> _Task_:
Rewrite all the entries below, replacing "a point for each instance" with "one point per instance" wherever it occurs and leaving every other word as it is.

[Data listing]

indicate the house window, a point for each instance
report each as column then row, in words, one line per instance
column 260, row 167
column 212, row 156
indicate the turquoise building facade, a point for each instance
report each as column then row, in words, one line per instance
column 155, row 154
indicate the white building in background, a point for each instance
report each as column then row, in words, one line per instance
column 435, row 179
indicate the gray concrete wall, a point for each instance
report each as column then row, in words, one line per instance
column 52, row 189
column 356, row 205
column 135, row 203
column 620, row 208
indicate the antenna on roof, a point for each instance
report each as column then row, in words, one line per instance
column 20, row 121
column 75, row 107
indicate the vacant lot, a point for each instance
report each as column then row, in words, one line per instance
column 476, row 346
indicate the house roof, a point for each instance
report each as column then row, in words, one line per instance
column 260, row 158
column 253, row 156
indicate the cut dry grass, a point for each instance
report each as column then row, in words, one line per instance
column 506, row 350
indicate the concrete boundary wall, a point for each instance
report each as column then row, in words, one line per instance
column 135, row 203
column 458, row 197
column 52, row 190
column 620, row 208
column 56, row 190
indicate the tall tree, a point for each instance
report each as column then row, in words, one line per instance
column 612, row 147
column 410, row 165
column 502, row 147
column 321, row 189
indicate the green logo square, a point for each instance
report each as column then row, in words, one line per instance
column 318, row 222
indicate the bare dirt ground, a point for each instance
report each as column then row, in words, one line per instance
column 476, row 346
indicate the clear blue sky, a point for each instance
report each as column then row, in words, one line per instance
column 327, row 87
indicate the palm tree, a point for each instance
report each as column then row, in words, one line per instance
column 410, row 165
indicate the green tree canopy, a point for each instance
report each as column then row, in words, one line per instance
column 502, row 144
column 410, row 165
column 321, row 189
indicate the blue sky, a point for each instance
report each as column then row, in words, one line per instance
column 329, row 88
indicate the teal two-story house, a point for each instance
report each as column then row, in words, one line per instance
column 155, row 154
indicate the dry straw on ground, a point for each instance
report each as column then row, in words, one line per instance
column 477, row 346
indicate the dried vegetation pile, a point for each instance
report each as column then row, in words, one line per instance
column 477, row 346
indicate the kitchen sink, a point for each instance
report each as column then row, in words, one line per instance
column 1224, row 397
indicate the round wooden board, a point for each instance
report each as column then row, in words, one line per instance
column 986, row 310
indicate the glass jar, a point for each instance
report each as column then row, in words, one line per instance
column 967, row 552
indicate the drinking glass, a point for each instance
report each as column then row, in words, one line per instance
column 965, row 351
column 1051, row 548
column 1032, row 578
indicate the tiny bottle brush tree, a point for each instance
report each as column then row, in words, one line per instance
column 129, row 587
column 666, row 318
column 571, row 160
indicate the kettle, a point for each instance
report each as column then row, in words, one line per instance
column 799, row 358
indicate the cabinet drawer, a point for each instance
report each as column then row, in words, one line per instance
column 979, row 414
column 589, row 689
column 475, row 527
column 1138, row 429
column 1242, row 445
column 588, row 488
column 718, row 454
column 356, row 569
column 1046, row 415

> _Solution to the problem_:
indicate the house window, one point per instance
report each as column then row, in words, one line per instance
column 260, row 167
column 212, row 156
indicate the turquoise building facade, one point per instance
report each as column then row, in words, one line per instance
column 155, row 154
indicate the white building in background, one point per instance
report each as column then row, in words, one line per instance
column 435, row 179
indicate the gray concrete wall, one point per instance
report each as column then row, in words, one line per instance
column 52, row 189
column 356, row 205
column 135, row 203
column 620, row 208
indicate the antenna on roof, one point per instance
report each as column then row, in words, one line per instance
column 20, row 121
column 75, row 107
indicate the vacant lot, one point per instance
report each as column then row, in words, one line per instance
column 476, row 346
indicate the house roof, one point per instance
report each as column then row, in words, one line per instance
column 260, row 158
column 253, row 156
indicate the cut dry grass, one point per instance
report each as column then row, in words, one line per instance
column 506, row 350
indicate the concrete boundary wall, one point per instance
report each as column then row, in words, one line per instance
column 135, row 203
column 458, row 197
column 52, row 190
column 620, row 208
column 56, row 190
indicate the tall tree, one point per instance
report each as column then row, in words, one line per instance
column 612, row 147
column 410, row 165
column 502, row 147
column 321, row 189
indicate the green logo square, one point per instance
report each as column then row, in words, one line per instance
column 318, row 222
indicate the bare dirt ground, one point per instance
report each as column then row, in words, one line per instance
column 476, row 346
indicate the clear blue sky, one point per instance
report each as column then row, in words, one line per instance
column 327, row 87
indicate the palm tree, one point per instance
report each as column then row, in words, one line per instance
column 410, row 165
indicate the green tree canopy, one point per instance
report each as column then row, in words, one line per instance
column 502, row 144
column 410, row 165
column 321, row 189
indicate the blue sky, one point per instance
report each as column then row, in words, one line per instance
column 329, row 88
indicate the teal two-story house, one point per instance
report each as column then row, in words, one line per instance
column 155, row 154
indicate the dry straw on ground, one point per instance
report each as column then row, in words, one line per instance
column 477, row 346
indicate the dried vegetation pile, one point per instance
report each as column then row, in words, one line per instance
column 477, row 346
indicate the kitchen sink, one point per instance
report each as column then row, in words, one line per instance
column 1224, row 397
indicate the round wooden board, one point per instance
report each as column then row, in words, one line per instance
column 986, row 310
indicate the glass jar, one point per instance
report each as column then row, in words, one line per instance
column 967, row 552
indicate the drinking glass, one point per instance
report each as column then row, in words, one line per instance
column 965, row 351
column 1051, row 548
column 1032, row 578
indicate the tiny bottle brush tree, one point per instance
report each as column then row, in words, one line per instance
column 129, row 587
column 666, row 318
column 571, row 160
indicate the kettle, one point per instance
report each as column then row, in words, one line per instance
column 799, row 358
indicate the cabinet drawer, one point per instance
report each as column then row, in words, one line per instance
column 979, row 414
column 589, row 689
column 475, row 527
column 1138, row 429
column 1242, row 445
column 588, row 488
column 718, row 454
column 356, row 569
column 1046, row 415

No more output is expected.